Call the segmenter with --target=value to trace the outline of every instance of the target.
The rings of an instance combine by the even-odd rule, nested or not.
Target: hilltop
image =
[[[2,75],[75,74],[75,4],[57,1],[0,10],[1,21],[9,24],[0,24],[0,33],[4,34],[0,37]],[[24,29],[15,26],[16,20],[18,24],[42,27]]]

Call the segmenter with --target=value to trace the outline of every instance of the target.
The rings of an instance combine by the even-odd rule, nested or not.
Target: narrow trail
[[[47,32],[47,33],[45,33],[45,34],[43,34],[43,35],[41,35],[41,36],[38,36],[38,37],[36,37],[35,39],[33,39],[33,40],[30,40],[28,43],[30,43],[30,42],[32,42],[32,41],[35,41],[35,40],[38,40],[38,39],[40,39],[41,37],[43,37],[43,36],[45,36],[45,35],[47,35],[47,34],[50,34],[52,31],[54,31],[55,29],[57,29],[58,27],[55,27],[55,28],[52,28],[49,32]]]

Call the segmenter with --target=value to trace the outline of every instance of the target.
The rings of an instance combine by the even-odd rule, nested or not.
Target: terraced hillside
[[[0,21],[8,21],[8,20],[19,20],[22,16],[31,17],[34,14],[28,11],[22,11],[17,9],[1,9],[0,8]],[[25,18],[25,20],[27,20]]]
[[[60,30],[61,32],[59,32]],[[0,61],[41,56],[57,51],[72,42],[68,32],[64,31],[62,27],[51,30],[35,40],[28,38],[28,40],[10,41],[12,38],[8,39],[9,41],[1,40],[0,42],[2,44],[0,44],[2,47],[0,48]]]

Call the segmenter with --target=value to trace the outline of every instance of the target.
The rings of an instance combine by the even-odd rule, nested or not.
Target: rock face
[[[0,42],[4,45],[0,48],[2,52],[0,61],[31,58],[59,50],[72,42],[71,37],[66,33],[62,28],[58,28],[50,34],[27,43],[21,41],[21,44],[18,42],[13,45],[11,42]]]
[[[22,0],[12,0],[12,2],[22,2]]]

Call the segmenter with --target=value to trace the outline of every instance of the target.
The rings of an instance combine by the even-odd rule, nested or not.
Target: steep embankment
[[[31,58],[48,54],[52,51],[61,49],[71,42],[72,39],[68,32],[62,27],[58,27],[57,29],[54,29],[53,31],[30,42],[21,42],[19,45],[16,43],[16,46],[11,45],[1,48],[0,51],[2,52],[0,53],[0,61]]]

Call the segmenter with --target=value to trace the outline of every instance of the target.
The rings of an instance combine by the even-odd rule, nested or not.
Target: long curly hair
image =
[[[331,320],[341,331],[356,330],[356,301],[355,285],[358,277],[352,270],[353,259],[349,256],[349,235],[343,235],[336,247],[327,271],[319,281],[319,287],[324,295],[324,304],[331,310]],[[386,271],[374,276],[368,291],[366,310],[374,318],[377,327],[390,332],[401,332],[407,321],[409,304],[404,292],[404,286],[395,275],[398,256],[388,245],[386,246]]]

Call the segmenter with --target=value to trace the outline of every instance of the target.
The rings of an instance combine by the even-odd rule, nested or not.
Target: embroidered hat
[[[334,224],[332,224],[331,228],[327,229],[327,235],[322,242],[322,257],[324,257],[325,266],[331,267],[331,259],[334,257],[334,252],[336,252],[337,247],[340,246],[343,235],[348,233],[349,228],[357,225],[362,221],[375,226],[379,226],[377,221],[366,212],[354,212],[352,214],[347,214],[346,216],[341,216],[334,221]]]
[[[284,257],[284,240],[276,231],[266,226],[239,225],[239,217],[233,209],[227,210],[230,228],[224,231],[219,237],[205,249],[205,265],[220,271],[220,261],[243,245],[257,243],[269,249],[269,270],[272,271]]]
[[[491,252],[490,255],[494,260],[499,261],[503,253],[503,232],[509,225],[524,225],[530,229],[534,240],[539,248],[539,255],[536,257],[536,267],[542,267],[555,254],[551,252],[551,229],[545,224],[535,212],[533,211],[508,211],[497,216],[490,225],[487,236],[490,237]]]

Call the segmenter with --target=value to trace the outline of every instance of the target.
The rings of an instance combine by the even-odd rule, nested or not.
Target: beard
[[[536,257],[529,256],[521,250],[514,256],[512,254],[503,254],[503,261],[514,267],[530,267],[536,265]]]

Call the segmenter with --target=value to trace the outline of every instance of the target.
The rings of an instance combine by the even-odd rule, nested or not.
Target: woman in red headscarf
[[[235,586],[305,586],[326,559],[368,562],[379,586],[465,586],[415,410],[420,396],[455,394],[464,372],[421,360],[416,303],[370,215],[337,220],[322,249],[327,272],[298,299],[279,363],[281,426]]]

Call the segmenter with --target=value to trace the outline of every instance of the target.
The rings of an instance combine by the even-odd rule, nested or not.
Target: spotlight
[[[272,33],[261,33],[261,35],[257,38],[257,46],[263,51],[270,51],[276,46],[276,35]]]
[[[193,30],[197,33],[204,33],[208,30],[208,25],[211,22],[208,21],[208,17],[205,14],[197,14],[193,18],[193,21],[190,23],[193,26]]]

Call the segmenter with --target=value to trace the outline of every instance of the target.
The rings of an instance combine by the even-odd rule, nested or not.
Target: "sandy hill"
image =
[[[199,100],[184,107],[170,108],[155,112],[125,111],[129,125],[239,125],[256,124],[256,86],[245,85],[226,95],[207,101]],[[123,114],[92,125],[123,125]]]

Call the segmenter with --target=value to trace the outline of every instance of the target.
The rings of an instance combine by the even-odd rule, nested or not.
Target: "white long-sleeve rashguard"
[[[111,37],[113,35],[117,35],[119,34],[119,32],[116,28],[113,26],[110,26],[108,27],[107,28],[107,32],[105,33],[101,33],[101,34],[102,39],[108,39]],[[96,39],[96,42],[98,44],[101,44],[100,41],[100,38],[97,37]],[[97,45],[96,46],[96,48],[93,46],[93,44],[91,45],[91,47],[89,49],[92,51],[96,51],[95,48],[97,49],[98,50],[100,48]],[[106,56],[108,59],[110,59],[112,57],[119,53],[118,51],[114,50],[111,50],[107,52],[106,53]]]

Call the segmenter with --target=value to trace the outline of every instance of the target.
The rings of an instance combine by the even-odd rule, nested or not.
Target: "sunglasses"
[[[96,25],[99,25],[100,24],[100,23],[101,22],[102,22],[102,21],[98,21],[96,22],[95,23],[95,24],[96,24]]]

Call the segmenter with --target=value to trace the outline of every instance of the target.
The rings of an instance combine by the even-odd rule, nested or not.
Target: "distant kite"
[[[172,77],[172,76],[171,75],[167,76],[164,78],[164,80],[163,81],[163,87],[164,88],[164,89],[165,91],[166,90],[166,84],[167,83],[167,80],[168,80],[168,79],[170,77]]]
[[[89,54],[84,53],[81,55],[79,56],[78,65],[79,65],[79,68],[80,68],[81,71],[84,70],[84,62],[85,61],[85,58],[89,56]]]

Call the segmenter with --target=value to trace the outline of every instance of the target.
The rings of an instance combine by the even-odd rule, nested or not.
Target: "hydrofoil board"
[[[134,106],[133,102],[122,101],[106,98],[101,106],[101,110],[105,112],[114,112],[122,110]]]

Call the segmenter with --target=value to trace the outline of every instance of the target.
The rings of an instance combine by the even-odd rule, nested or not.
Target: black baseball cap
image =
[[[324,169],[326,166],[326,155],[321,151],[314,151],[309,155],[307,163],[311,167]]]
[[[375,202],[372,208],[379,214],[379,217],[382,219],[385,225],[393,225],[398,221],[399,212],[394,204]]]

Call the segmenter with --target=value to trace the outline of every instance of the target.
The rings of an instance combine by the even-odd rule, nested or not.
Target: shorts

--*--

> **Task goal**
Return every line of the data above that contains the word "long".

> **Full answer**
Target: long curly hair
Target: "white long-sleeve rashguard"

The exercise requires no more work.